> Work instructions
Retype every one of the lines below without changing anything.

[Object location annotation data]

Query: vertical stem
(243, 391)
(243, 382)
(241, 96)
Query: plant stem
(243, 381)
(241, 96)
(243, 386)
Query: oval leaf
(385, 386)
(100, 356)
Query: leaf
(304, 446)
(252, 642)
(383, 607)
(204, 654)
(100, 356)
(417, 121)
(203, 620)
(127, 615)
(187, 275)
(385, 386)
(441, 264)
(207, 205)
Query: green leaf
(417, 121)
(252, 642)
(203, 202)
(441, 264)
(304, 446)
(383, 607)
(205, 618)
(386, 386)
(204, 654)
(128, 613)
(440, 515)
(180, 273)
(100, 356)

> Response below
Query: vertical stem
(243, 391)
(243, 382)
(241, 96)
Query: plant stem
(243, 381)
(241, 96)
(243, 386)
Query: oval leaf
(385, 386)
(100, 356)
Query: leaf
(304, 446)
(252, 642)
(383, 607)
(204, 654)
(100, 356)
(417, 121)
(203, 620)
(127, 615)
(187, 275)
(385, 386)
(441, 264)
(207, 205)
Query: green leaf
(417, 121)
(252, 642)
(203, 202)
(441, 264)
(304, 446)
(383, 607)
(205, 618)
(386, 386)
(204, 654)
(128, 613)
(440, 515)
(180, 273)
(100, 356)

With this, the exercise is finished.